YOUR GOAL —
Transcribe every entry that follows exactly, omitting all pictures.

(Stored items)

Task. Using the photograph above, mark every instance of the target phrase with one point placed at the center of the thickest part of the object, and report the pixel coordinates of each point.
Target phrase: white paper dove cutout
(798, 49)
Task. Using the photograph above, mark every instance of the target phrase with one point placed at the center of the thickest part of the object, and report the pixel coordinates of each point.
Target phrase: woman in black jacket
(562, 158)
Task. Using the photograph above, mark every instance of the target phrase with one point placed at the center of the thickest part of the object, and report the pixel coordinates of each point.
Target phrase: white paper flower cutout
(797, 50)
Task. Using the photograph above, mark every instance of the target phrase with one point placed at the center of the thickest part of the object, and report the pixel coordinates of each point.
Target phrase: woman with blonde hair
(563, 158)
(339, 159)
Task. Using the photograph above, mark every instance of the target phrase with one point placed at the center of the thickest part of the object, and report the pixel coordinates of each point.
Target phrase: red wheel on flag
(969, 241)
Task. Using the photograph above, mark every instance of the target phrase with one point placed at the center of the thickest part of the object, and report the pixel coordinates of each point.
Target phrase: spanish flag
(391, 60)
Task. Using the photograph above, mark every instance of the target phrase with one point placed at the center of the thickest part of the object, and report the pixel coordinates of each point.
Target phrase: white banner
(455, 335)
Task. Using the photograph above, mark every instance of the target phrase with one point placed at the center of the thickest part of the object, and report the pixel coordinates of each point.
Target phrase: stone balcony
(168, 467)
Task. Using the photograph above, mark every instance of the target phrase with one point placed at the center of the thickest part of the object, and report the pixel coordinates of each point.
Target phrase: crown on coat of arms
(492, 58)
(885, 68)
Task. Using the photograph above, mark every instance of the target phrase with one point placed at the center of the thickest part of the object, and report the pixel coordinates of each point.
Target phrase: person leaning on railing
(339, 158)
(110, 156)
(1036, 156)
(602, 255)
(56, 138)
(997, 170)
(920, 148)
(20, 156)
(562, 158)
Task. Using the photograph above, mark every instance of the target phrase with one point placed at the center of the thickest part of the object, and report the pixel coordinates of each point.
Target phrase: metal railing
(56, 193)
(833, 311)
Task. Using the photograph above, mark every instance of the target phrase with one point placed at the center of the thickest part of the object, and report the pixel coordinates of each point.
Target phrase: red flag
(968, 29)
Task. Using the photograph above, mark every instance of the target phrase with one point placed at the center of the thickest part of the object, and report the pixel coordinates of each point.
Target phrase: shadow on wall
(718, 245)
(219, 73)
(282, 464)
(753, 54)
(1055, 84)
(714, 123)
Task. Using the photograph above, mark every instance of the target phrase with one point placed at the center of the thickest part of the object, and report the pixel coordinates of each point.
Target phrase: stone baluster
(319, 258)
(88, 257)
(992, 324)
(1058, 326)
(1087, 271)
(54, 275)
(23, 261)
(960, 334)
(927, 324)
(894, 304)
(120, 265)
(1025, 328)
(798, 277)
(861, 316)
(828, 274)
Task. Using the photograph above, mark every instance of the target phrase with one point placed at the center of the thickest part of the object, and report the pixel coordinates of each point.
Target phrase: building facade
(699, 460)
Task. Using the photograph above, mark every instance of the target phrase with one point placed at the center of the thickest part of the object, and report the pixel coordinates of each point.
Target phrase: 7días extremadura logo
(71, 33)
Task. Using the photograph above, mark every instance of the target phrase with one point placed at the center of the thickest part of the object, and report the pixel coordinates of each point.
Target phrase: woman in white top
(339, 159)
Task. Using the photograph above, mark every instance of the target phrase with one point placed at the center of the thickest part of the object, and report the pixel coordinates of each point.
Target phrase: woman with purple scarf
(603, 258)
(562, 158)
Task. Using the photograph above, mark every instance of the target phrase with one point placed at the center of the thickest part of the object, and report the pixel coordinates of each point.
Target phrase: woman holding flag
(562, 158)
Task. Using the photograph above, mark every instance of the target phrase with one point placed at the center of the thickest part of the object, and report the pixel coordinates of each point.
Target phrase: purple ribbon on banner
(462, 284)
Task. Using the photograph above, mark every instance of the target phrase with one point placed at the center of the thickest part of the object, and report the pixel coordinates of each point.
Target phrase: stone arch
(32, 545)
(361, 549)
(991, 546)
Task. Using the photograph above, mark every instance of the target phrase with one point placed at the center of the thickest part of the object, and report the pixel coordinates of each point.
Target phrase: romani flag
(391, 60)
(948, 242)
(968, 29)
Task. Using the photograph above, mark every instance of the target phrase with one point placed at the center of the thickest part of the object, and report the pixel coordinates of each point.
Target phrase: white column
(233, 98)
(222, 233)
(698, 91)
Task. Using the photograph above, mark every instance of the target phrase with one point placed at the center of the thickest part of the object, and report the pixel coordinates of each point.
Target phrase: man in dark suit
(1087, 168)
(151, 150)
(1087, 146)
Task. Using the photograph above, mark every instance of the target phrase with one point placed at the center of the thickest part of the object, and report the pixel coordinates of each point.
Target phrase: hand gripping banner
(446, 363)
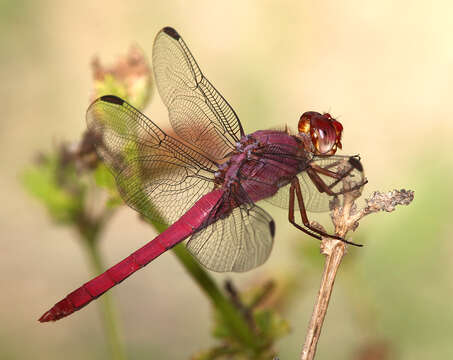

EXERCISE SOLUTION —
Task. Using the photograph above, mark every instance of the target phrase with one point placed at the center of the thickest part of the object, and report the pixel coordinates of each point.
Target phrase: white paper dove cutout
(798, 49)
Task. Using the photograph above, mark every instance of the target phrase with one point placed at the center of the thickest part of the object, and report the pixel coordinates of each point.
Target phrase: woman in black jacket
(562, 158)
Task. Using the photograph above, mark every instance of the target phrase with one point placed at the center of the thickest part of the object, and report the pixel coordinates of each point.
Target phrase: white paper flower cutout
(797, 50)
Task. Using the photograph above, mark every instance of the target phrase with one point placed at the center of the thickest part of the object, and report the pixel coordinates of each point.
Target phrase: woman with blonde hair
(563, 158)
(339, 159)
Task. Using the photograph above, mark every instance of the target phrase with one point placed at the center of the thickest part of the object, and report the pixel coordinates of each point.
Target phrase: red wheel on flag
(969, 241)
Task. Using the photograph above, mark every instance of the target phrase with one point placed at the center of the thickest part of the object, and report the pixel coordinates of each point.
Target phrase: spanish flag
(391, 60)
Task. Using the photograph above, mark every instance of the target phrase with one point placed at the center of the thickest part of the object, and report the pixel coordinates of each point.
Target phrase: white banner
(455, 335)
Task. Using the photograph above, mark every instance of the target phrase with one point placed at the center of the thickest part of the object, and report the pixel coordinates of each point.
Target phrase: stone balcony
(168, 467)
Task. Using the photograph above, mark every instance of the target phrase with one point placed at the center of the thickest part of the object, and report the pixel coordinates of each point.
Target phrase: crown on coat of arms
(492, 58)
(885, 68)
Task. Using the photograph above, mark every instance of the target phrase with one point placed at the center of the thickest part of the object, and report the pixel coordinates of each point.
Target phrase: person leaning on railing
(339, 158)
(110, 156)
(1036, 156)
(602, 255)
(56, 138)
(997, 170)
(920, 148)
(20, 156)
(562, 158)
Task. Using the photograph above, mark every instance of the target phrase with one point placed at the center of the thickest part of the object, and report the pixel coordinates of each point.
Target phrase: metal railing
(56, 193)
(833, 311)
Task. Using the photograph above, mark every instance of the target phrase with one point placed at the center of the thickest part of the object, and report the pixel coordinates of each point.
Target phrase: red flag
(968, 29)
Task. Using the photograph above, mark every instance of the target phrase with one point placed at the center of the thickest part of the object, and report the pixel coordinates of each point.
Target phrase: shadow on wall
(718, 245)
(219, 73)
(282, 464)
(753, 54)
(1055, 84)
(714, 123)
Task. Using the photograph above, mark every instance of the target phrase with one point placed at the center of the thickest part of the object, and report the pixel coordinates of each point.
Target phrase: stone baluster
(319, 258)
(88, 257)
(992, 324)
(1058, 326)
(1087, 271)
(54, 275)
(23, 261)
(960, 334)
(927, 324)
(894, 304)
(120, 265)
(1025, 328)
(798, 277)
(861, 316)
(828, 274)
Task. Using the photograph above, mark every instance of the target phrase with one point placed at the center of the thickest part of the object, and report the pixel coordinates of each point.
Target phrase: building facade
(699, 460)
Task. Using the photograph above, mark every instance of the target phrase with one point placed at the center of the thickest part of the object, and report the pixel coordinates of each point.
Target phrase: 7días extremadura logo
(71, 33)
Task. Using the photograph above, mark every instance of the target phrase with one point placed at the center of the thickest part of the object, and report the pixel coordinates of each point.
Target phrase: woman in white top
(339, 159)
Task. Using the photograph above, mark every instance of the target phrase with one point placed at the center of the thickest part of the object, and report the pixel coordinates of each point.
Target phrase: woman with purple scarf
(603, 258)
(562, 158)
Task. Using the photograph above, mark every instance of the target phrase with one point placed at the center of the thickest part of the object, and report the pixel coordinates of each point.
Target phrase: woman holding flag
(562, 158)
Task. Using the photograph above, mark every instance of the target phrase with one point placed at the center of the thickest part of the object, and report the pixel coordinates of each point.
Target phrase: purple ribbon on banner
(462, 284)
Task. Using the photograph above, mark every instance of the target phrase with one point placed at the center of the thickest part of the object, and report the pixel coordinates of each point.
Target phrase: stone arch
(32, 545)
(361, 549)
(991, 546)
Task. Using the photograph above, mark every instance of the target phrase with one point placed at the center of the thickest part of the object, and report the pixel coordinates of each point.
Target phrase: romani flag
(391, 60)
(948, 242)
(968, 29)
Task. Using the photograph above, mark every instance of the target phrase with one point placed at the center of the thickest part of the object, and report the pixel coordinates of each point.
Target phrase: white column
(233, 98)
(222, 233)
(698, 91)
Task. Using the photograph above, mark every instance of the target phrase with one point placed at the center of the thickest part of the object, and report the pixel coordinates of each point.
Target phrase: man in dark suit
(1087, 168)
(151, 150)
(1087, 146)
Task. Using the photograph above, mark every instance of the target phrase with one point placed at the center of the thickest part of the object, and report the pixel coordinates of each point.
Target phrase: hand gripping banner
(446, 363)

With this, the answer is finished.